• [Extract to read]:
18. oktober 2016

Shooting a classic film in London, Kodak Plus-X 125

A couple of weeks back, I was able to buy some Kodak Plus-X (aka 125PX) on eBay, from a seller in the UK.












This film is one of the oldest emulsion in the Kodak lineup, but it did get a facelift some time around the start of the new millennium (or was it in the nineties??), causing it to have a new rated speed and development-times. (and some say, a different look, most disagree about the last part)

Most of the photo's in this blog-entry was shot during overcast weather (some say classic English weather ^^), which, in general, gave me pretty empty skies with little or no visible graduation.


Here's a very nice blog, dealing with the history of this film, up to it's very unfortunate demise in 2011:
http://silverbased.org/plus-x-kodak-woes/

St. Paul's cathedral
Leica M6 with Carl Zeiss Planar F2.0 ZM
Kodak Plus-X 125 @ 160

 

The film shown in this blog is actually called Kodak Eastman Plus-X 5231, which is the cinema-version of the Kodak Plus-X for still cameras, the look, feel and development-times remains the same though.

• [Stated exercise 1]: Gather every line in the listing below that contains the word "polo".
The listing that follows is unrelated to the blog post.

• [Data listing]:
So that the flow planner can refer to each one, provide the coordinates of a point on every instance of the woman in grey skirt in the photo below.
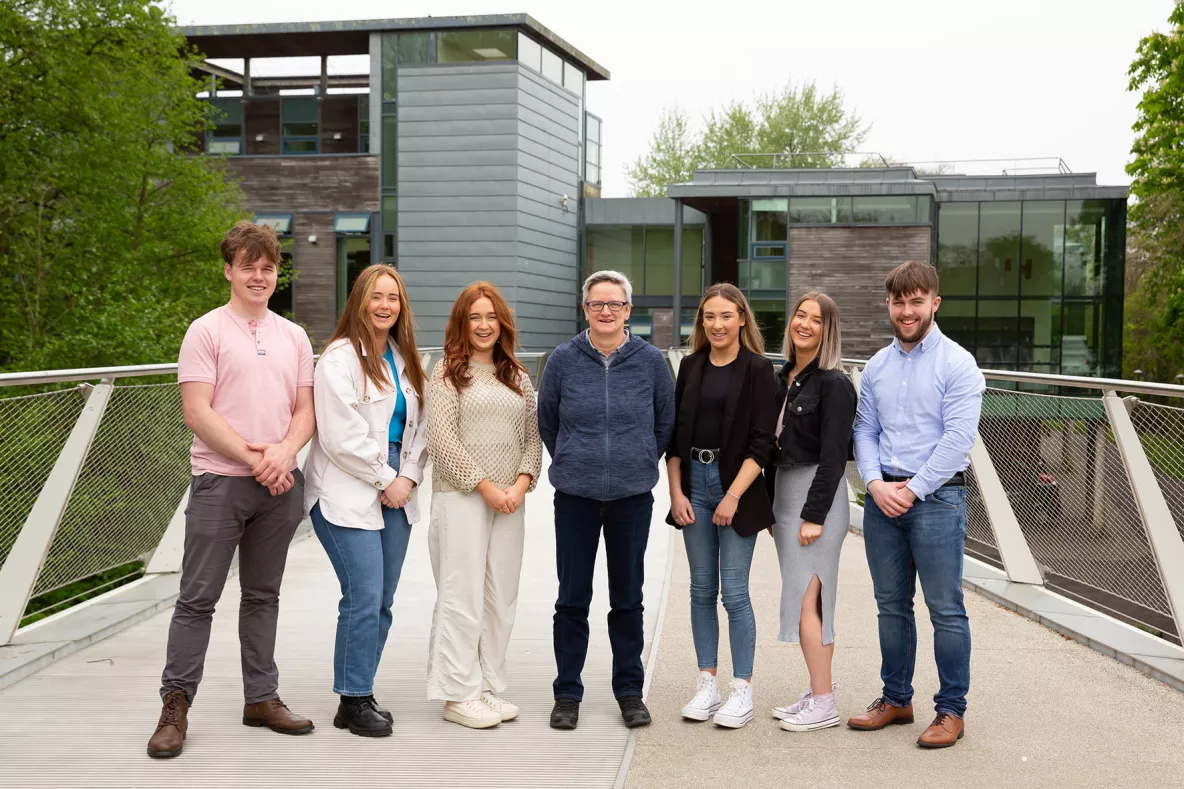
(817, 404)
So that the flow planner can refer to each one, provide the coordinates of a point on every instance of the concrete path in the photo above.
(84, 722)
(1043, 711)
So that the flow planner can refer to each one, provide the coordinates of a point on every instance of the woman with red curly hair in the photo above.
(483, 440)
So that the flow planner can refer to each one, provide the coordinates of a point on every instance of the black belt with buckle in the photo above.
(956, 481)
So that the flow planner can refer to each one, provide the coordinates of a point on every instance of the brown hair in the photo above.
(252, 242)
(354, 325)
(909, 277)
(458, 348)
(830, 344)
(750, 337)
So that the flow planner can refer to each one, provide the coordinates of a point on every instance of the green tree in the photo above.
(1154, 307)
(108, 231)
(810, 127)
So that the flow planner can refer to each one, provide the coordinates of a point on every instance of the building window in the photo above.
(300, 126)
(283, 300)
(226, 136)
(352, 231)
(476, 45)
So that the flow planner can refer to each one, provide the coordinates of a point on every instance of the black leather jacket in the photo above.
(819, 418)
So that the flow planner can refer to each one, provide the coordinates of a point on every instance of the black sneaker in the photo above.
(565, 714)
(359, 716)
(634, 712)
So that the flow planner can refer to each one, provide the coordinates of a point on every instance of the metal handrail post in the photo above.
(1163, 534)
(20, 570)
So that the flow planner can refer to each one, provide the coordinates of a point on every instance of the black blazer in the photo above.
(819, 419)
(750, 415)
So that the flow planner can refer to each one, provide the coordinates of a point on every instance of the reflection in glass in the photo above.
(998, 268)
(958, 249)
(1043, 248)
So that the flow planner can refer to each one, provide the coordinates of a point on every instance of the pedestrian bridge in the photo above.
(1074, 557)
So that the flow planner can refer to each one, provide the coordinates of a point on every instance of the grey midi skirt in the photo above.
(799, 563)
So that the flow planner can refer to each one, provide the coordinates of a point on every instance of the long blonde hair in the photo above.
(354, 326)
(750, 335)
(830, 344)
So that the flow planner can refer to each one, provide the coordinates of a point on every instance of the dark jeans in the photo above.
(626, 531)
(926, 541)
(225, 513)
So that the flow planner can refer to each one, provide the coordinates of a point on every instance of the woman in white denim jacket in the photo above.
(364, 469)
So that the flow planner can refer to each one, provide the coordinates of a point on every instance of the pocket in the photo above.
(951, 496)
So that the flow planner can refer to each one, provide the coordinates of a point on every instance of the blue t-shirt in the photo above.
(399, 418)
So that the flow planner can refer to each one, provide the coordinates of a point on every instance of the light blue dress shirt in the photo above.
(918, 414)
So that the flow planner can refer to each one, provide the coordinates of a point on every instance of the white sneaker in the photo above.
(471, 713)
(816, 712)
(499, 705)
(706, 701)
(738, 710)
(790, 710)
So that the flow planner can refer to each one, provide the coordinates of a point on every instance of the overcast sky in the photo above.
(937, 79)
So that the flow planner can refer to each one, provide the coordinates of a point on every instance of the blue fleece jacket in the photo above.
(605, 427)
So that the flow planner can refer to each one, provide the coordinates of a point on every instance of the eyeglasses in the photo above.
(598, 306)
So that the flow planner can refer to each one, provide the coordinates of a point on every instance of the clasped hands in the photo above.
(894, 499)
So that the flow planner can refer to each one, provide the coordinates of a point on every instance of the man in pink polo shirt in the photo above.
(246, 389)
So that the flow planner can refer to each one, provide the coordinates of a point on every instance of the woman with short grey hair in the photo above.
(605, 412)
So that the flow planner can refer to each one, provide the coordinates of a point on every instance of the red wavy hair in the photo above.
(458, 346)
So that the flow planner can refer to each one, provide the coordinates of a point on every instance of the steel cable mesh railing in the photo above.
(1160, 430)
(130, 485)
(1067, 485)
(33, 428)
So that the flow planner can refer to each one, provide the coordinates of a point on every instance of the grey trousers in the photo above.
(225, 513)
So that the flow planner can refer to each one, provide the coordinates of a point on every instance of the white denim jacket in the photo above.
(347, 464)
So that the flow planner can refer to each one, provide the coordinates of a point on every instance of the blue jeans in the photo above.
(926, 541)
(719, 559)
(367, 564)
(626, 531)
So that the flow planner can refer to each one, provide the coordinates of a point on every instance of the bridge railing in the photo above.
(94, 482)
(1078, 483)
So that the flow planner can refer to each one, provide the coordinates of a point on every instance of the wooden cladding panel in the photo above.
(849, 264)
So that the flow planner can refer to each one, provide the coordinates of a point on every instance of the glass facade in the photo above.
(1025, 284)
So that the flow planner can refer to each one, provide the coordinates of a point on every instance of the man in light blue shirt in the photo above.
(917, 422)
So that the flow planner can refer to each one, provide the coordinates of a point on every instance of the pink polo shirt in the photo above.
(256, 367)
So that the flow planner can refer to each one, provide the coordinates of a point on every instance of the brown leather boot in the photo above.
(174, 722)
(881, 713)
(945, 730)
(275, 716)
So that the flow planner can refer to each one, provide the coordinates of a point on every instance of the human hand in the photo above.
(276, 460)
(681, 510)
(809, 532)
(398, 493)
(888, 498)
(726, 511)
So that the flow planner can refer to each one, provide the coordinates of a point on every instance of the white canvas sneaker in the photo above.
(473, 713)
(738, 710)
(789, 710)
(499, 705)
(706, 701)
(816, 712)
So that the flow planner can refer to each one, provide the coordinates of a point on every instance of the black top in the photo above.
(713, 393)
(746, 430)
(819, 419)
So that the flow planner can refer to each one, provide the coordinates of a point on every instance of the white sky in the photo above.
(937, 78)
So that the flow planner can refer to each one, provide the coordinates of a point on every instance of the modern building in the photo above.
(467, 151)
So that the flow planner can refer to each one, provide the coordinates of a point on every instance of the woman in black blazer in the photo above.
(724, 435)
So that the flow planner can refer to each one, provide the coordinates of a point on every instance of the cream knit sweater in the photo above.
(484, 431)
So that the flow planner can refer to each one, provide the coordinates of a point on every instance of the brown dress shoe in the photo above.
(881, 713)
(943, 732)
(174, 722)
(275, 716)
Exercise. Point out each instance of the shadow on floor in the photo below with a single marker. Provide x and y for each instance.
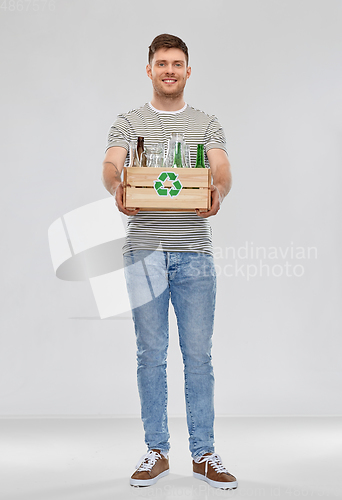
(172, 487)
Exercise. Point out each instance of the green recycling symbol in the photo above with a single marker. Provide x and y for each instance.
(172, 191)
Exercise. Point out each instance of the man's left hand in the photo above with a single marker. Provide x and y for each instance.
(216, 200)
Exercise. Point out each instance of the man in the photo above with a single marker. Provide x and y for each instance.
(169, 255)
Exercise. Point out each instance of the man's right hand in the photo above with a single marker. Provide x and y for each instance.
(118, 196)
(111, 176)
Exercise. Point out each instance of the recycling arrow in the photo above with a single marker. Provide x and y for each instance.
(173, 191)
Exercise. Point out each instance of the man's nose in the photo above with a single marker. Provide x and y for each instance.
(169, 68)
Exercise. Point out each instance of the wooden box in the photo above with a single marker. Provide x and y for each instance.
(183, 189)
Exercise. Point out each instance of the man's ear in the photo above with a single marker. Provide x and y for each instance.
(149, 71)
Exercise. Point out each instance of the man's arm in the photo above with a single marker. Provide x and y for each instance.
(111, 176)
(222, 180)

• [Stated exercise 2]: According to the blog post, what is the film shown actually called?

• [Exercise response 1]:
So that the flow planner can refer to each one, provide the coordinates of a point on every instance of the man in pink polo shirt in the photo above.
So that the flow planner can refer to each one, provide the coordinates of a point on every instance of the pink polo shirt in the photo above.

• [Exercise response 2]: Kodak Eastman Plus-X 5231